◆ PROBLEM DESCRIPTION ◆
Type the records that follow again exactly as written, but drop the pictures.

# # # # #

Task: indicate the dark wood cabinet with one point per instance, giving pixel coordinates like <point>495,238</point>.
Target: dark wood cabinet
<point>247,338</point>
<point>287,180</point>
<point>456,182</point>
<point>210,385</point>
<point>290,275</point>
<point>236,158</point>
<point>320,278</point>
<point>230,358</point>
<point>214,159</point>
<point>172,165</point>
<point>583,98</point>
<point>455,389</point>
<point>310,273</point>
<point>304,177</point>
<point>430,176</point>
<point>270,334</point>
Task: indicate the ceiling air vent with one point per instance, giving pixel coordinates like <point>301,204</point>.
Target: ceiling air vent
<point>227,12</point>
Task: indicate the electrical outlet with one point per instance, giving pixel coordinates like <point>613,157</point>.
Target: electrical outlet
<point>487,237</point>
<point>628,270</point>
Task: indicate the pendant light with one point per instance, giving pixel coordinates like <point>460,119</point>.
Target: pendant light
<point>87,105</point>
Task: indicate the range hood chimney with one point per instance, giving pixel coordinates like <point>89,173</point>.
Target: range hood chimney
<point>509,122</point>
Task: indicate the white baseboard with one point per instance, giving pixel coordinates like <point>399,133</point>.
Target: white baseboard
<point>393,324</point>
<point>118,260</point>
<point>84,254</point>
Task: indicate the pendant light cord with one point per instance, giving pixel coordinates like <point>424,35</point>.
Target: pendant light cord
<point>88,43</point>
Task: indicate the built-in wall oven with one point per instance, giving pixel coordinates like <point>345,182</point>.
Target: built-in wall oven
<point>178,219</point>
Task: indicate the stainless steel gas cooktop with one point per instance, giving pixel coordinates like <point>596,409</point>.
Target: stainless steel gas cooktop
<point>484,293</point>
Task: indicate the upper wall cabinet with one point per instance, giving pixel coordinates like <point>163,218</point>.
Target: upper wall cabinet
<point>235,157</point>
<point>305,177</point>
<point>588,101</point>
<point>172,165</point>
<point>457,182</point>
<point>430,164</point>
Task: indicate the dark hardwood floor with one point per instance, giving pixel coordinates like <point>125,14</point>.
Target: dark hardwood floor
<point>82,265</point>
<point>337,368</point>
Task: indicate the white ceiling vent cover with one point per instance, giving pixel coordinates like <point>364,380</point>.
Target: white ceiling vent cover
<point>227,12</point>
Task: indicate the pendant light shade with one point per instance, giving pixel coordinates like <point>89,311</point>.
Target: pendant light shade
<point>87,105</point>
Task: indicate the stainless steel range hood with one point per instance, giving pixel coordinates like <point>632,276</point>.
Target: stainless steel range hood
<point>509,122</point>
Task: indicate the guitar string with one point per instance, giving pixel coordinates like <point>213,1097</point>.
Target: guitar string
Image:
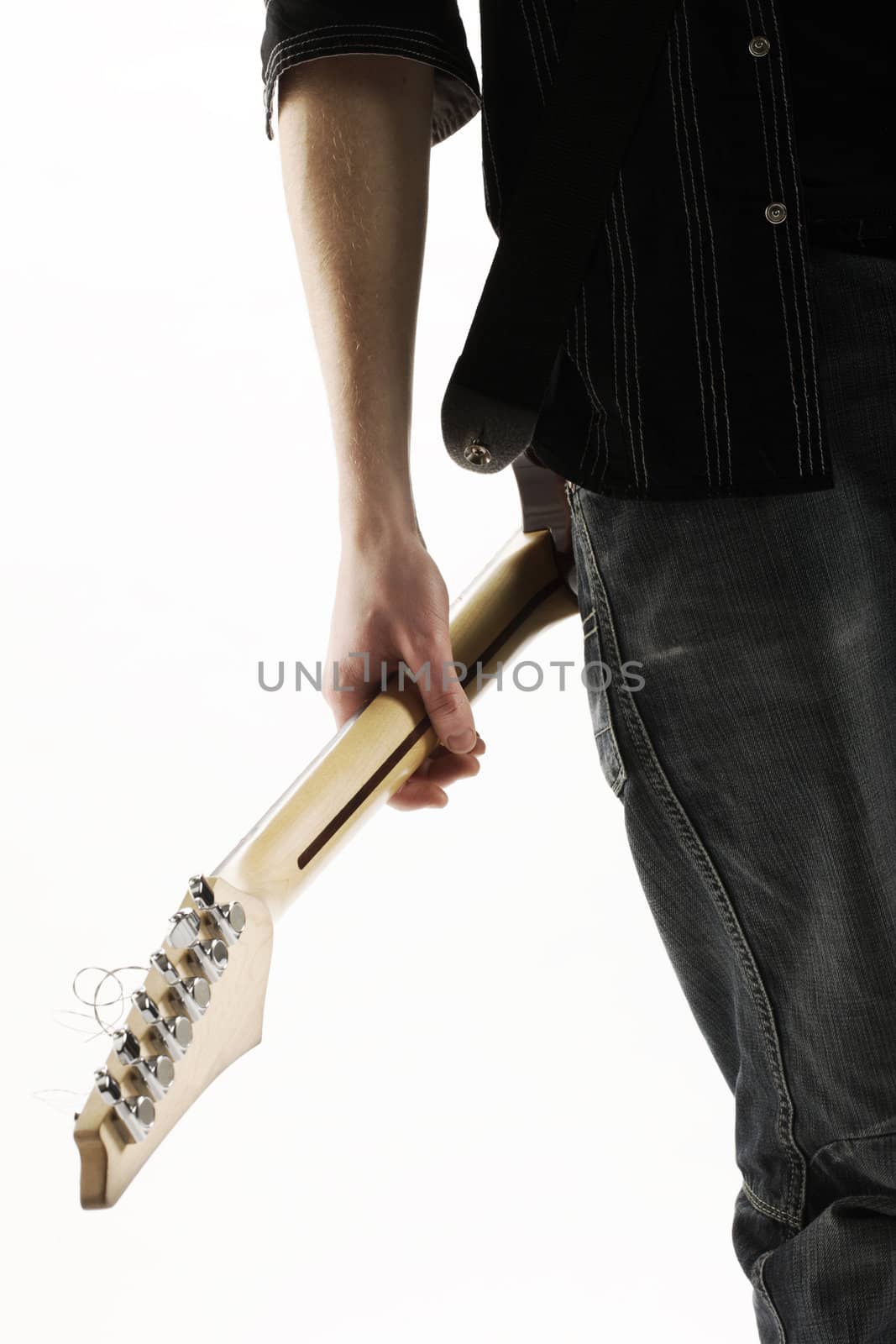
<point>107,1026</point>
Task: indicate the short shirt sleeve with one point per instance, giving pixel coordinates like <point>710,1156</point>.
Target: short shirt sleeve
<point>430,31</point>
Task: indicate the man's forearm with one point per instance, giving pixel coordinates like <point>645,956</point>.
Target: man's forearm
<point>355,148</point>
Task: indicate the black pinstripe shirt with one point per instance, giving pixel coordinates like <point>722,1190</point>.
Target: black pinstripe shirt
<point>691,360</point>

# # # # #

◆ WRITTEN RESPONSE ◆
Task: indicate the dark wood cabinet with one point per instance, giving pixel coordinates like <point>495,238</point>.
Target: dark wood cabinet
<point>247,338</point>
<point>287,180</point>
<point>456,182</point>
<point>210,385</point>
<point>290,275</point>
<point>236,158</point>
<point>320,278</point>
<point>230,358</point>
<point>214,159</point>
<point>172,165</point>
<point>583,98</point>
<point>455,389</point>
<point>310,273</point>
<point>304,177</point>
<point>430,176</point>
<point>270,334</point>
Task: indicate the ceiling air vent with one point per instance, giving pixel coordinates like <point>301,204</point>.
Target: ceiling air vent
<point>227,12</point>
Task: indicate the electrical outlet with one point per instance, giving pixel coordinates like <point>613,157</point>.
Target: electrical outlet
<point>487,237</point>
<point>628,270</point>
Task: indicate the pendant light with one point per instance, giving pixel coordinates like <point>460,119</point>.
Target: pendant light
<point>87,105</point>
Task: indicate the range hood chimney with one point per instance, giving pixel coordinates like <point>89,173</point>.
Target: range hood chimney
<point>509,122</point>
Task: indicate the white baseboard with one point per instance, giving pixel coordinates like <point>399,133</point>.
Target: white baseboard
<point>393,324</point>
<point>118,260</point>
<point>84,254</point>
Task: indicate the pendant light cord with one point per instance, giving pixel coordinates like <point>424,35</point>.
Target: pendant light cord
<point>88,43</point>
Task: indicate the built-in wall oven with one point per instance, giving pixel coordinates like <point>345,182</point>.
Target: built-in wall oven
<point>178,219</point>
Task: indicate the stainless steel gas cooktop with one point per instance, giving pixel coordinates like <point>596,409</point>.
Target: stainless steel gas cooktop
<point>484,293</point>
Task: indicate the upper wall cabinet with one point per instance, giving pixel coordinates like <point>163,218</point>.
Target: upper wall cabinet
<point>235,157</point>
<point>305,177</point>
<point>588,101</point>
<point>172,165</point>
<point>457,182</point>
<point>430,164</point>
Task: indicate the dark hardwood floor with one point per instance, giving pixel coordinates like <point>125,14</point>.
Target: dark hardwood floor
<point>82,265</point>
<point>337,368</point>
Task: indicate the white ceiling vent cover with one point per instance, giving pixel coordinates like <point>364,380</point>.
Target: white ceiling vent cover
<point>227,12</point>
Task: indicate the pendant light shade with one point per instance, giving pixel coordinates like <point>89,311</point>.
Target: pendant light shade
<point>87,105</point>
Task: indicate the stainless steel range hood with one point per instance, giving pixel coordinates like <point>632,276</point>.
Target: stainless steel range hood
<point>509,122</point>
Task: indicate the guitar string with one point per instance, giving pixel coordinates like <point>213,1097</point>.
Target: guitar string
Image:
<point>107,1026</point>
Task: indicate the short shirt sleeve with one point per instance, giving pixel coordinates like <point>710,1156</point>.
Target: short shirt sleeve
<point>430,31</point>
Task: indicate the man's forearm with one point per instance, giving pixel coordinates like <point>645,956</point>.
Target: man's forearm
<point>355,148</point>
Task: indicate the black pinstripe shirt with one point per instance, giving pixel coordinates like <point>722,1190</point>.
Target: black pinstripe shirt
<point>691,360</point>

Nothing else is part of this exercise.